**DIRECTIVE A:**
Copy the listing below word for word, from the first line to the last, and omit the pictures.

━━ EXCERPT TO READ ━━

Dance in construction, blurring lines
Amelia Duarte de la
Rosa

To encourage creativity in dance which, as Mexican
dancer and choreographer Cecilia Appleton noted,
often emerges in the quietest echoes of a body which
needs to express, through movement, what it wants to
say, what it can not articulate or describe, will be
the focus of the International Workshop for Young
Dance Choreographers in Construction 2014, November
14-22.
In the Escambray theatre and neighboring areas of
the mountainous territory in the country’s central
region, creators from Haiti, the Dominican Republic,
Guadalupe and Cuba will come together under the
title of Danza, desdibujando sus fronteras (Dance,
blurring lines), with the aim of exploring the
different ways of realizing and considering dance,
as well as its links and associations with other
arts.

━━━
━━ DATA PROVIDED ━━

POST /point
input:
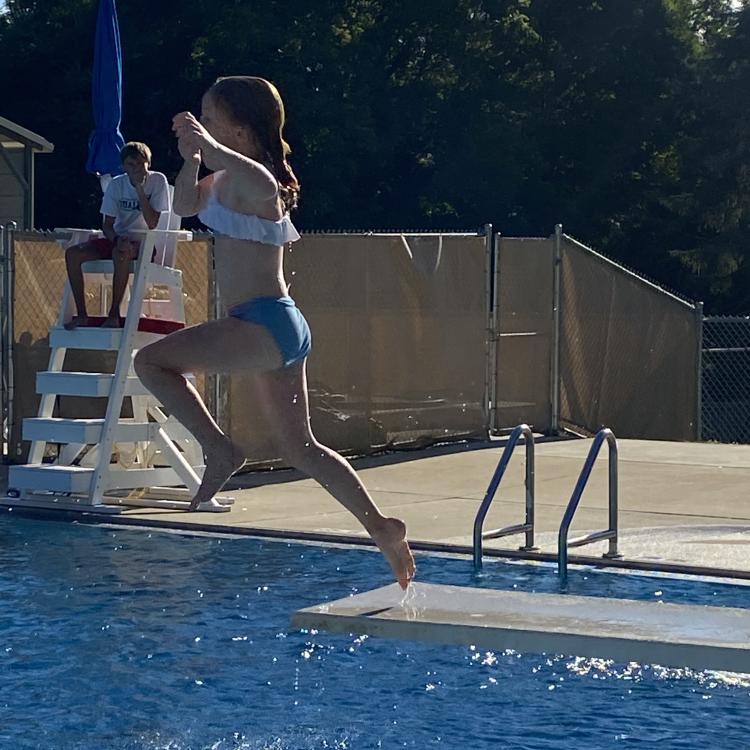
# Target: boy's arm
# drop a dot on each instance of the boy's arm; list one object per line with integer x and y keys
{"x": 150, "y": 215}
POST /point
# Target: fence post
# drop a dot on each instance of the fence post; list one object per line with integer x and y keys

━━━

**DIRECTIVE B:**
In the dance workshop text, which countries are the participating creators from?

**FULL OUTPUT A:**
POST /point
input:
# Target: boy's arm
# drop a dot on each instance of the boy's arm; list one object per line with integer x and y keys
{"x": 150, "y": 215}
POST /point
# Target: fence post
# drop a dot on each instance of the fence post; list one object per line with integer x and y keys

**FULL OUTPUT B:**
Haiti, the Dominican Republic, Guadalupe and Cuba.